Pull out every line in the rows below that contains the word "instance". The match is case-sensitive.

[Segmentation data]
+++

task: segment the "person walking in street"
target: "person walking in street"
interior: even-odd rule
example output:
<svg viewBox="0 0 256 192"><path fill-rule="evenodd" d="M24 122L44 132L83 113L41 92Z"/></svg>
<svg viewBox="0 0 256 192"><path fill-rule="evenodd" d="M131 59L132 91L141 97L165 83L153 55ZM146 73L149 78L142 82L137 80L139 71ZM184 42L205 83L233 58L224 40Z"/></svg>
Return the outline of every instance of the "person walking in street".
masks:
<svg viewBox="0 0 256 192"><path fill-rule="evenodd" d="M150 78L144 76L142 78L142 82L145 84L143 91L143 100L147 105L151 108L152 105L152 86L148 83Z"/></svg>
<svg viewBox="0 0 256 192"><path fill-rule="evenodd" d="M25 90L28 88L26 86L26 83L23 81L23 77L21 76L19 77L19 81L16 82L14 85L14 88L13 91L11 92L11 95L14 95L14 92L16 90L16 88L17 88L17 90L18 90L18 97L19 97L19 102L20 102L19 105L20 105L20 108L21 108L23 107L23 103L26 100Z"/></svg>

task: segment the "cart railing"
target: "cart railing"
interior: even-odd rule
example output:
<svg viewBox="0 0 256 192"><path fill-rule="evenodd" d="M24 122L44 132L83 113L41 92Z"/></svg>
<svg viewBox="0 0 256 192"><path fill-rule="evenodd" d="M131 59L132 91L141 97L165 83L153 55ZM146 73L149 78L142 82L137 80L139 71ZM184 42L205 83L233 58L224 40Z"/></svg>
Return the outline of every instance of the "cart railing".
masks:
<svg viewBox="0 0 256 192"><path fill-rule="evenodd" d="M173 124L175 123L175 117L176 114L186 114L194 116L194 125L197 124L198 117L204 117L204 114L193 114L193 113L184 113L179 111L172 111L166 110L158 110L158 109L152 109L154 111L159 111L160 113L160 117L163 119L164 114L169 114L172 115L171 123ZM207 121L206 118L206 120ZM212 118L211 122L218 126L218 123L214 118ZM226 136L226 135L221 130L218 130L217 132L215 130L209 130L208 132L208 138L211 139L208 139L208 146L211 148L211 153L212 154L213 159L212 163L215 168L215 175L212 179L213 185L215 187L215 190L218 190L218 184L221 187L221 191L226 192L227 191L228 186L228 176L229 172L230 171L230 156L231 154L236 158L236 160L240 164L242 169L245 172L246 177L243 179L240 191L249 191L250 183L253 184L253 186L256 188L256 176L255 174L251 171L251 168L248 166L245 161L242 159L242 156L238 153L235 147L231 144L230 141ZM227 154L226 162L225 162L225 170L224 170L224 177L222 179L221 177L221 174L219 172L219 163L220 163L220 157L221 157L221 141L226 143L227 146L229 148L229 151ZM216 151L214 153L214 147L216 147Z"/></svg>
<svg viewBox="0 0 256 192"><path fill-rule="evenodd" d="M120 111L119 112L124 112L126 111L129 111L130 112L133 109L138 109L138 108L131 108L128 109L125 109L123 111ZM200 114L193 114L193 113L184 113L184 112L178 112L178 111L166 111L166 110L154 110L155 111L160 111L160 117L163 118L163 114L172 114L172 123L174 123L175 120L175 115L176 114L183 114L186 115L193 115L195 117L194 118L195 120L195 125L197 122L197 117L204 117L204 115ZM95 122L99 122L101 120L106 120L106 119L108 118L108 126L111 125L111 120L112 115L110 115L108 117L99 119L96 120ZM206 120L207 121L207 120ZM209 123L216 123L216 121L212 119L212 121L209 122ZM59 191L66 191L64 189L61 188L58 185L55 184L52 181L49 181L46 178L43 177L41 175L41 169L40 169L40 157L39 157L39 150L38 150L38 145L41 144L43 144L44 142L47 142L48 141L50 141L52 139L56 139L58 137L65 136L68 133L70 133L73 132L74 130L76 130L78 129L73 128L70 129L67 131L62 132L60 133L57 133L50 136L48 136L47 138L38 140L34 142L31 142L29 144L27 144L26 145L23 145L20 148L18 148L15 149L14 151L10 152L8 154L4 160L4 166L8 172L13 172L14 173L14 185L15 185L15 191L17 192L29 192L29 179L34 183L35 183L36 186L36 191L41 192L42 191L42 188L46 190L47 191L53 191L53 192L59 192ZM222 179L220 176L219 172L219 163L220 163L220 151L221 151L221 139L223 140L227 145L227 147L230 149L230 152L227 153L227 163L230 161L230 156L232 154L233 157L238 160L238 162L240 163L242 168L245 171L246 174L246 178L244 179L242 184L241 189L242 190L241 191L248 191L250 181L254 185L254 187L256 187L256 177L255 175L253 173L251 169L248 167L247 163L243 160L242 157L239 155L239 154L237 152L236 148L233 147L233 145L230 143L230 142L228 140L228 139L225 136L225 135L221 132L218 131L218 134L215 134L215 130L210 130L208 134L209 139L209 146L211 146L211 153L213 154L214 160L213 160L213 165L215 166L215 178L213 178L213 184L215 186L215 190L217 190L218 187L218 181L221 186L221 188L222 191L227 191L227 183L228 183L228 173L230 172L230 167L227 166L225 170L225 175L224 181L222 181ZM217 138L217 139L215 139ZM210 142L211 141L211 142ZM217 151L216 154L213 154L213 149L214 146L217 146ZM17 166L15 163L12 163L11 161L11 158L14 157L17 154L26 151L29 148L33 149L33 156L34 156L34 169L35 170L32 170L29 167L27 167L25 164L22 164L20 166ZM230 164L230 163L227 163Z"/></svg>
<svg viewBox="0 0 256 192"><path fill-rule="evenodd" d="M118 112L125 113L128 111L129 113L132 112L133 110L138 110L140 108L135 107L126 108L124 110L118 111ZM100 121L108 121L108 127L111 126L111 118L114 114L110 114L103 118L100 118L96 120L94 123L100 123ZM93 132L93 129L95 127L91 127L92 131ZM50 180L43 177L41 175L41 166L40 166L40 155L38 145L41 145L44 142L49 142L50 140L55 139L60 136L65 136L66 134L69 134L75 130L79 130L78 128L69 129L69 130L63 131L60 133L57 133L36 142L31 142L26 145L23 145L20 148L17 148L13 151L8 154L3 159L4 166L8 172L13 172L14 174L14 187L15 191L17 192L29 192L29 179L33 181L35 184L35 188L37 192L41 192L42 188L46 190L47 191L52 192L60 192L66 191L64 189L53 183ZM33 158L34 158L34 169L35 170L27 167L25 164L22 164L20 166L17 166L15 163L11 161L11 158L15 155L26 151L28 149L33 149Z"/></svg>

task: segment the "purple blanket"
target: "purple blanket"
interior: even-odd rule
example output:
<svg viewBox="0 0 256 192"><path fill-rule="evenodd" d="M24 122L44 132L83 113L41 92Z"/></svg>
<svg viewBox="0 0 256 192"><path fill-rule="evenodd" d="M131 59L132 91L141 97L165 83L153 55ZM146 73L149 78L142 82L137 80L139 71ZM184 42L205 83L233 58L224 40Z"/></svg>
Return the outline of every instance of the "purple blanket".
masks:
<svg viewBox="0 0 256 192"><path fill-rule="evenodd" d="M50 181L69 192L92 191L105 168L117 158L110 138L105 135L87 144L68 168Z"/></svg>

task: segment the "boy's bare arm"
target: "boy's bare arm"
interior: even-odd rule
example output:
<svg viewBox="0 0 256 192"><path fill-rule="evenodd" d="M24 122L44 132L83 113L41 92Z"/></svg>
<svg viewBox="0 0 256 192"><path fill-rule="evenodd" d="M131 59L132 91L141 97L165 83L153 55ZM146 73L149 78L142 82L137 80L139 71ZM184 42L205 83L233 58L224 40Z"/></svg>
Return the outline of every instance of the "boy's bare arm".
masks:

+++

__Task output__
Return the outline of every instance of the "person walking in street".
Return the outline of every instance of the "cart railing".
Return the outline of every instance of the "purple blanket".
Return the outline of every instance of the "boy's bare arm".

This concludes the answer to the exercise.